▶ _Задание_
Извлеките строки всех пунктов ниже и перепишите их без единого изменения.

▶ _Выдержка из данных_
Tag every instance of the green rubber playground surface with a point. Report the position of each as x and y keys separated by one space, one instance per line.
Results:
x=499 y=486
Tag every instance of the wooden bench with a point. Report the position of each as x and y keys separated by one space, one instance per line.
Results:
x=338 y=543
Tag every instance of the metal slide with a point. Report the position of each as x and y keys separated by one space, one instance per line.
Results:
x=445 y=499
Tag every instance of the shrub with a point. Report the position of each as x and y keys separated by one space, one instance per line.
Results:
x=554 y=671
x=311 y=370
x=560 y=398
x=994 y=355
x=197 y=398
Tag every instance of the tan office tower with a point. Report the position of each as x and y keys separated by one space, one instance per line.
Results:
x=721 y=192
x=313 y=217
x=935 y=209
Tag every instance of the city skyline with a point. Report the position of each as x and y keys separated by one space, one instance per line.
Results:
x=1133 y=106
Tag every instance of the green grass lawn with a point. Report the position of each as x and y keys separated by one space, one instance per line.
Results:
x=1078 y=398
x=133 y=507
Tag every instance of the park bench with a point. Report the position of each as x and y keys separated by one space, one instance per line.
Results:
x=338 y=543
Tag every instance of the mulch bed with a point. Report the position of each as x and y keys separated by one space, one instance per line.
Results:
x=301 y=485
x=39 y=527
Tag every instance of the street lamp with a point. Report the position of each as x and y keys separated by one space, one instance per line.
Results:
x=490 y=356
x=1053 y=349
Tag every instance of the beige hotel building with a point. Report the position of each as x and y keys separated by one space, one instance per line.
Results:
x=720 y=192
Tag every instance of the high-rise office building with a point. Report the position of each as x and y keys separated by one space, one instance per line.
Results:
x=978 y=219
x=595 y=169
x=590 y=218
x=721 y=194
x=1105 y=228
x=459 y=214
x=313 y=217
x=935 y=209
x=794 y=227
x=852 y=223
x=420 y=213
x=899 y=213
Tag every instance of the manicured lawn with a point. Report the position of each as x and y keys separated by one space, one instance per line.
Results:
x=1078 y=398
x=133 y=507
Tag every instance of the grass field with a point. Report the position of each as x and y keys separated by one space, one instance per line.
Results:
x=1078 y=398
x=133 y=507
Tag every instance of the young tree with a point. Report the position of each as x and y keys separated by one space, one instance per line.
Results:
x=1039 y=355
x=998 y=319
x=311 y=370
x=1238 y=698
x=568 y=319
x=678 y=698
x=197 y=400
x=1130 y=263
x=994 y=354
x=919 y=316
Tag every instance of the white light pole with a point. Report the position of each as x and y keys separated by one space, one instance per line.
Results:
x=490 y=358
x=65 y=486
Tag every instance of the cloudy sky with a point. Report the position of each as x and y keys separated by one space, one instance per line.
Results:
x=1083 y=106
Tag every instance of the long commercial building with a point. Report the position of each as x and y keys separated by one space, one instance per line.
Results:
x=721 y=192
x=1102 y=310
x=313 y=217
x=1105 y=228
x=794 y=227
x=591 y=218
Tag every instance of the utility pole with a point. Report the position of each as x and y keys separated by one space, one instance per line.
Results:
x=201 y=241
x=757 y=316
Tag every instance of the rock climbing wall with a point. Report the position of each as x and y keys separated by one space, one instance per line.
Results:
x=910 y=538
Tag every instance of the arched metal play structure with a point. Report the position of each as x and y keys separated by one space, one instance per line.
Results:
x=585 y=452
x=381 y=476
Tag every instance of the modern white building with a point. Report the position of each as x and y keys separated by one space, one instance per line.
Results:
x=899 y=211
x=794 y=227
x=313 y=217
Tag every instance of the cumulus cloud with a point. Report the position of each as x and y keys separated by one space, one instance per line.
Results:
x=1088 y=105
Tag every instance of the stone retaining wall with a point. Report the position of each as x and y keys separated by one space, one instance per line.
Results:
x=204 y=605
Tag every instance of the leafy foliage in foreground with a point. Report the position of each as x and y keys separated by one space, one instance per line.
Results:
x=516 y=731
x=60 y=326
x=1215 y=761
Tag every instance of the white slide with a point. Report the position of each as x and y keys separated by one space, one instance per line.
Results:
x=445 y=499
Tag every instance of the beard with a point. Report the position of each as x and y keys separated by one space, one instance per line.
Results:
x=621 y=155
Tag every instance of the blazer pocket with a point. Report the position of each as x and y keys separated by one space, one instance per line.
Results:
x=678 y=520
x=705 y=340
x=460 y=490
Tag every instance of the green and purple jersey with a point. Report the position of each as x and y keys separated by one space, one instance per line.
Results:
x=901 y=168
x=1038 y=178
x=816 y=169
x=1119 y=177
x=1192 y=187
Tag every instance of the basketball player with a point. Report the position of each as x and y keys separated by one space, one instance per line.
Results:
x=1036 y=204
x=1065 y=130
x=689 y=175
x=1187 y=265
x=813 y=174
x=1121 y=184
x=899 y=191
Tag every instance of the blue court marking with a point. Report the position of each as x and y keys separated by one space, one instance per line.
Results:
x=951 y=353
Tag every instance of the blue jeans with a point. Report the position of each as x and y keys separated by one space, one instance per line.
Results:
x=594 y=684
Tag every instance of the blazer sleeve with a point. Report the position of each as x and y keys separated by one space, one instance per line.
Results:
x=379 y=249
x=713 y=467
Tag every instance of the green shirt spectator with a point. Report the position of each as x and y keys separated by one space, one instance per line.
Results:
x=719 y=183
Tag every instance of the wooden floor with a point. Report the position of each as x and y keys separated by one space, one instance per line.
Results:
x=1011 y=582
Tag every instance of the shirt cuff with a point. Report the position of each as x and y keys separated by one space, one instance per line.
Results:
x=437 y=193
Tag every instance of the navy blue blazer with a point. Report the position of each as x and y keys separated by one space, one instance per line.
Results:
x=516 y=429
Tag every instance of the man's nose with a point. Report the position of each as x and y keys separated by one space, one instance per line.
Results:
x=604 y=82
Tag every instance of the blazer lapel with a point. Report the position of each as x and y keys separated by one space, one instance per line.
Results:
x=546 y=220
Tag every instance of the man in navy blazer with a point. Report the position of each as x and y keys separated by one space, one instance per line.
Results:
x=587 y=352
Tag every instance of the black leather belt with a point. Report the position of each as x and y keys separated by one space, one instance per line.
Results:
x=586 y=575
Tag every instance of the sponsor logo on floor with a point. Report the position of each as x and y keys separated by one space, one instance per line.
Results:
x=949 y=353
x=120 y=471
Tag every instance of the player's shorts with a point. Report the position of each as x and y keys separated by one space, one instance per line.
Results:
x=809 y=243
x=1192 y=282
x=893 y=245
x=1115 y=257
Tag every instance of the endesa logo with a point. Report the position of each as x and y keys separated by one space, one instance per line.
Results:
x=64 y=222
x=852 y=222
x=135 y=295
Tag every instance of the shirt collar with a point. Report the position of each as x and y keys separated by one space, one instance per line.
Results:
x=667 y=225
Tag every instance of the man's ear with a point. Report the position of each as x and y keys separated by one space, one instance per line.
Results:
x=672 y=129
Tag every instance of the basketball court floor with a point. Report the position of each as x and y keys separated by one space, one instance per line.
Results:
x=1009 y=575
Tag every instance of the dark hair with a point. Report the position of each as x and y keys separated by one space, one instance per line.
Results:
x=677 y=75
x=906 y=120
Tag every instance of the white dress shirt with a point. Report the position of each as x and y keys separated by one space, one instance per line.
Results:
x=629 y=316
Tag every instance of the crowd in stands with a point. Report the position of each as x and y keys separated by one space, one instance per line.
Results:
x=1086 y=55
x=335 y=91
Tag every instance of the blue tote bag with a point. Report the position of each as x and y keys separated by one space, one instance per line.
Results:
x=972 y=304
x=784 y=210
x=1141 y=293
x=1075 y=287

▶ _Итоговый результат_
Tag every instance of the green rubber playground surface with a point. Report the position of each as x and y keys separated by one space, one instance per line.
Results:
x=499 y=486
Tag every instance of the wooden bench with a point. Report the position of each as x and y keys separated by one space, one instance per line.
Results:
x=338 y=543
Tag every instance of the metal slide with a point. Report the position of each as x and y keys separated by one space, one instance per line.
Results:
x=445 y=499
Tag every instance of the shrub with a point. Report the position of each as x and y keys separated by one space, one instance per line.
Results:
x=554 y=671
x=311 y=370
x=560 y=398
x=994 y=355
x=197 y=398
Tag every instance of the tan office tower with a point. Report the position of each as x and y keys separated by one space, one instance per line.
Results:
x=721 y=192
x=313 y=217
x=935 y=209
Tag every instance of the city skyline with a point. Report the position of each as x and y keys separated by one space, one instance per line.
Results:
x=1133 y=106
Tag every instance of the green grass lawn with a point. Report the position of each as x and y keys separated by one space, one instance per line.
Results:
x=1078 y=398
x=133 y=507
Tag every instance of the park bench with a point. Report the position of each as x and y keys separated by one space, one instance per line.
Results:
x=338 y=543
Tag every instance of the mulch bed with a point. Report the position of each as x and y keys separated by one space, one instance per line.
Results:
x=301 y=485
x=39 y=527
Tag every instance of the street lamp with a point. Report the position of each as x and y keys separated by one space, one instance per line.
Results:
x=490 y=356
x=1053 y=349
Tag every instance of the beige hotel building with a point. Report the position of each as x and y keys separated by one space, one instance per line.
Results:
x=720 y=192
Tag every instance of the high-rise office building with a point. Report the position of each as x and y keys separated by one space, one instance per line.
Results:
x=978 y=219
x=595 y=169
x=590 y=218
x=721 y=194
x=1105 y=228
x=459 y=214
x=313 y=217
x=935 y=209
x=794 y=227
x=852 y=223
x=420 y=213
x=899 y=213
Tag every instance of the manicured lawn with a point. Report the position of each as x and y keys separated by one space, one instance per line.
Results:
x=1078 y=398
x=133 y=507
Tag every instance of the grass field with a point. Report the position of each as x and y keys separated by one space, one instance per line.
Results:
x=1078 y=398
x=133 y=507
Tag every instance of the young tree with a point. Report the position of each as x and y keys separated by one space, one instance per line.
Results:
x=1039 y=355
x=998 y=319
x=311 y=370
x=1238 y=698
x=568 y=319
x=678 y=698
x=197 y=400
x=1130 y=263
x=994 y=354
x=919 y=316
Tag every instance of the white light pole with a point. Report the position of each as x and y keys separated by one space, one instance per line.
Results:
x=490 y=358
x=65 y=486
Tag every instance of the cloudy sky with a point. Report the position of each as x and y keys separated by one space, one instance per line.
Results:
x=1083 y=106
Tag every instance of the long commercial building with a point. Report the position of each as x and y keys separated by one space, one instance per line.
Results:
x=721 y=192
x=1102 y=310
x=313 y=217
x=1105 y=228
x=794 y=227
x=591 y=218
Tag every instance of the utility pole with a point. Report the position of each as x and y keys separated by one space, one instance per line.
Results:
x=201 y=241
x=757 y=316
Tag every instance of the rock climbing wall with a point. Report the position of each as x and y keys separated by one space, one instance per line.
Results:
x=910 y=538
Tag every instance of the arched metal play structure with a point. Report the position of each as x and y keys separated by one space, one instance per line.
Results:
x=585 y=452
x=381 y=476
Tag every instance of the modern white building with a point. Report the position of each as x and y keys separated by one space, one instance per line.
Results:
x=899 y=211
x=794 y=227
x=313 y=217
Tag every instance of the cumulus cloud with a point. Report the position of each as x and y keys separated by one space, one instance per line.
Results:
x=1088 y=105
Tag every instance of the stone retaining wall with a point. Report the position of each as x and y keys separated by one space, one instance per line.
Results:
x=204 y=605
Tag every instance of the leafy foliage in foreground with a point. Report the position of each as x and y keys separated by one space, one instance per line.
Results:
x=516 y=731
x=60 y=326
x=1215 y=761
Tag every instance of the white slide with a point. Report the position of each as x and y keys separated by one space, one instance per line.
Results:
x=445 y=499
Tag every instance of the beard with a point. Report the position of each as x and y keys separated by one space, one instance per line.
Results:
x=621 y=155
Tag every instance of the blazer pocket with a point. Report the position of each as x and y keys separated by one space, one instance per line.
Results:
x=678 y=520
x=705 y=340
x=460 y=490
Tag every instance of the green and purple jersey with a point. Report the position of each as x and y keys separated by one space, one instance per line.
Results:
x=901 y=168
x=1038 y=178
x=816 y=169
x=1119 y=177
x=1192 y=187
Tag every instance of the basketball player with a point. Report the position of each as x and y keys separated by one space, one instance per line.
Results:
x=1036 y=204
x=1065 y=130
x=689 y=175
x=1187 y=265
x=813 y=174
x=1121 y=184
x=899 y=191
Tag every instance of the blue court marking with a point. Report the position of each as x and y keys separated by one space, one instance per line.
Results:
x=951 y=353
Tag every instance of the blue jeans with a point. Report the position of each as x and y keys separated by one space, one instance per line.
Results:
x=594 y=684
Tag every instance of the blazer sleeve with a point. Report the position of each as x and y keys separated by one space, one instance per line.
Results:
x=379 y=249
x=713 y=467
Tag every instance of the green shirt spectator with a point. Report the position of each as x and y keys separated by one space, one instance per line.
Results:
x=719 y=183
Tag every instance of the wooden floor with a point. Report the position of each as x and y keys separated by one space, one instance per line.
Results:
x=1011 y=582
Tag every instance of the shirt cuff with a point. Report the position of each as x and y keys separated by one space, one instance per line.
Results:
x=437 y=193
Tag every instance of the navy blue blazer with a point. Report the position of each as x and y keys separated by one space, one instance per line.
Results:
x=516 y=429
Tag every instance of the man's nose with a point. Report the position of each as x and y keys separated by one space, one instance per line.
Results:
x=604 y=82
Tag every instance of the blazer lapel with a point. Report the position of each as x and y keys separated by one space, one instance per line.
Results:
x=546 y=220
Tag every instance of the man in navy blazer with a point. Report the position of each as x and y keys separated by one space, one instance per line.
Results:
x=587 y=352
Tag every instance of the black leather belt with a point. Report the position of each as x and y keys separated by one space, one instance per line.
Results:
x=586 y=575
Tag every instance of the sponsor logo on floor with a point. Report the position of each as x and y keys separated by one space, one instance per line.
Results:
x=949 y=353
x=120 y=471
Tag every instance of the player's shorts with a point. Report the position of each as x and y keys separated by one space, one instance per line.
Results:
x=809 y=243
x=1192 y=282
x=893 y=245
x=1115 y=257
Tag every instance of the endesa logo with a point. Report the position of each as x and y keys separated by one space, one instance per line.
Results:
x=64 y=222
x=852 y=222
x=135 y=295
Tag every instance of the shirt collar with a point. Report the position of each as x and y keys separated by one space, one instance per line.
Results:
x=667 y=225
Tag every instance of the man's ear with a point. Report the position of each as x and y keys separated by one space, one instance per line.
Results:
x=672 y=129
Tag every instance of the basketball court floor with a point. Report the position of each as x and y keys separated by one space, one instance per line.
Results:
x=1009 y=575
Tag every instance of the dark hair with a point. Report the position of each as x and y keys separated by one space, one instance per line.
Results:
x=677 y=75
x=906 y=120
Tag every instance of the white dress shirt with a point. Report the position of each as x and y keys separated by one space, one instance per line.
Results:
x=629 y=316
Tag every instance of the crowd in stands with a point. Report the position of each as x and y keys separated by one space, one instance per line.
Results:
x=1086 y=55
x=335 y=91
Tag every instance of the blue tote bag with a point. Report the position of each as x and y keys separated by one space, one instance per line.
Results:
x=972 y=304
x=784 y=210
x=1141 y=293
x=1075 y=287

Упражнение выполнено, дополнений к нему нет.